Selected passage:
--- BEGIN ---

Traditional notions of where Jesus was born are probably wrong, according to scholars:
Jesus wasn’t born in a stable, and, curiously, the New Testament hardly even hints that this might have been the case.
Author Ian Paul goes on to explain where this idea of a stable probably originated, and then deconstructs some other popular ideas:
In the first place, it would be unthinkable that Joseph, returning to his place of ancestral origins, would not have been received by family members, even if they were not close relatives. Kenneth Bailey, who is renowned for his studies of first-century Palestinian culture, comments:
Even if he has never been there before he can appear suddenly at the home of a distant cousin, recite his genealogy, and he is among friends. Joseph had only to say, “I am Joseph, son of Jacob, son of Matthan, son of Eleazar, the son of Eliud,” and the immediate response must have been, “You are welcome. What can we do for you?” If Joseph did have some member of the extended family resident in the village, he was honor-bound to seek them out. Furthermore, if he did not have family or friends in the village, as a member of the famous house of David, for the “sake of David,” he would still be welcomed into almost any village home.

--- END ---

What to do:
**1)** Retype the passage about where Jesus was born between "Traditional notions of" and "been the case.", inclusive.
**2)** In the passage about where Jesus was born, condense the paragraph that opens "Even if he has never been there before" into a short list of its main points.
**3)** Proceed with the passage about where Jesus was born from the point where it stops.

A block of data
--- BEGIN ---

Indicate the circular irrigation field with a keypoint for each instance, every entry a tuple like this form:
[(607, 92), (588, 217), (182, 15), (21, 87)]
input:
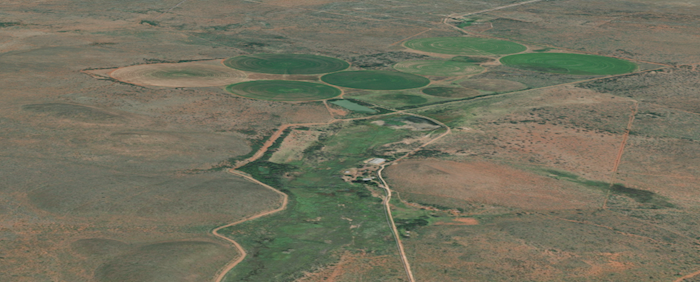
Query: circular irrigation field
[(286, 64), (178, 75), (566, 63), (375, 80), (438, 67), (283, 90), (465, 46)]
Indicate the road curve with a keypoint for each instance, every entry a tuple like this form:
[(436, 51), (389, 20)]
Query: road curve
[(285, 199)]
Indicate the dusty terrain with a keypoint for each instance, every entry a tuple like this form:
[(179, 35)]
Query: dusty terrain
[(566, 178)]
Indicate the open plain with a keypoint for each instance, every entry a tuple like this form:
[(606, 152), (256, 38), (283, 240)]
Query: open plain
[(356, 140)]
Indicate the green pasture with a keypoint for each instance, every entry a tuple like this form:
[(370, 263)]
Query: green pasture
[(286, 64), (355, 107), (395, 99), (451, 92), (375, 80), (465, 46), (566, 63), (325, 216), (283, 90), (438, 67)]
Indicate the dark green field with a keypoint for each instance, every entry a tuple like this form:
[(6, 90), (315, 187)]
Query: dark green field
[(566, 63), (286, 64), (438, 67), (465, 46), (283, 90), (375, 80)]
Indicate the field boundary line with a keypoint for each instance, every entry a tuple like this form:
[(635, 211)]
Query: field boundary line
[(453, 16), (696, 273), (402, 40), (221, 274), (387, 199), (168, 11), (620, 152)]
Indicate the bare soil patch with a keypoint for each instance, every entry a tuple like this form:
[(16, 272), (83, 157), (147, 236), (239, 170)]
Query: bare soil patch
[(495, 85), (489, 183), (193, 74), (167, 262), (293, 146)]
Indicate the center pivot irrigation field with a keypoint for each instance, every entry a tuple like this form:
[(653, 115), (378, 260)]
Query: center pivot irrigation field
[(375, 80), (286, 64), (567, 63), (438, 67), (178, 75), (283, 90), (465, 46)]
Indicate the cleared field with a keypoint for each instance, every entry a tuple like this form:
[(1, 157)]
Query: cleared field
[(438, 67), (375, 80), (557, 246), (465, 46), (169, 261), (286, 64), (178, 75), (74, 112), (487, 183), (566, 63), (495, 85), (283, 90), (450, 92), (395, 99)]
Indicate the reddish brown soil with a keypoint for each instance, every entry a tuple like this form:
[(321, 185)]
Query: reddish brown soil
[(357, 267), (486, 182)]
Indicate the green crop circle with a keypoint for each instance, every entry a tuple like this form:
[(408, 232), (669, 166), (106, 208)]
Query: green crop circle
[(286, 64), (438, 67), (375, 80), (465, 46), (283, 90), (566, 63)]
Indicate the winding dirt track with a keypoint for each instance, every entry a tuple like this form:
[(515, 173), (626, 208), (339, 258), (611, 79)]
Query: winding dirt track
[(621, 151), (221, 274), (387, 199)]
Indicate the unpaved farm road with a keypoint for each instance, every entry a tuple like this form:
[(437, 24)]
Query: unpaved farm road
[(387, 199), (454, 16), (285, 199), (221, 274)]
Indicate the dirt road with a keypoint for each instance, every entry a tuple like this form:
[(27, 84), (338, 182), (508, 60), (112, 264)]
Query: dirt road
[(222, 272), (621, 151)]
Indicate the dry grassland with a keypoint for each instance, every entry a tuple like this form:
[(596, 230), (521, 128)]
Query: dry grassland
[(488, 183)]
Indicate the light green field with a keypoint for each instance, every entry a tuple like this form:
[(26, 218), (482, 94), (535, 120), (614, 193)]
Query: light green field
[(375, 80), (451, 92), (465, 46), (566, 63), (283, 90), (438, 67), (353, 106), (395, 99), (286, 64)]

--- END ---

Final answers:
**1)**
Traditional notions of where Jesus was born are probably wrong, according to scholars:
Jesus wasn’t born in a stable, and, curiously, the New Testament hardly even hints that this might have been the case.

**2)**
- Even on a first visit, Joseph could appear at a distant cousin's home, recite his genealogy, and be welcomed as a friend.
- If any of his extended family lived in the village, he was honor-bound to seek them out.
- Without family or friends there, he would still be welcomed into almost any village home as a member of the famous house of David.

**3)**
Moreover, the actual design of Palestinian homes (even to the present day) makes sense of the whole story. As Bailey explores in his Jesus Through Middle-Eastern Eyes, most families would live in a single-room house, with a lower compartment for animals to be brought in at night, and either a room at the back for visitors, or space on the roof. The family living area would usually have hollows in the ground, filled with straw, in the living area, where the animals would feed.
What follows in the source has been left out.